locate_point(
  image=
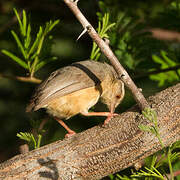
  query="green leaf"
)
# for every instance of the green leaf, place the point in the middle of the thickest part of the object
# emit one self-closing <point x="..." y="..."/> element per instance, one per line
<point x="24" y="23"/>
<point x="25" y="136"/>
<point x="15" y="58"/>
<point x="28" y="38"/>
<point x="19" y="43"/>
<point x="44" y="62"/>
<point x="36" y="42"/>
<point x="165" y="62"/>
<point x="19" y="21"/>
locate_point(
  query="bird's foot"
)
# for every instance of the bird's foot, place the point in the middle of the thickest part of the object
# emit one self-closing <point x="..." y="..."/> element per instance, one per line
<point x="70" y="133"/>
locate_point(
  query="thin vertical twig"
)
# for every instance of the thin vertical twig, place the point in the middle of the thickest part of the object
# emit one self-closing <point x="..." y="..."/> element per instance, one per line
<point x="123" y="75"/>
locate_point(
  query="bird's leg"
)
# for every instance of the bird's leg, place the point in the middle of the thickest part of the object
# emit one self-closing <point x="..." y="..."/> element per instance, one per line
<point x="70" y="132"/>
<point x="108" y="114"/>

### WORK INSTRUCTIONS
Go through the material above and copy each line that holds the string "green".

### ANSWER AREA
  query="green leaf"
# for every instance of the green leaf, place the point in the middle of the thickest part of the object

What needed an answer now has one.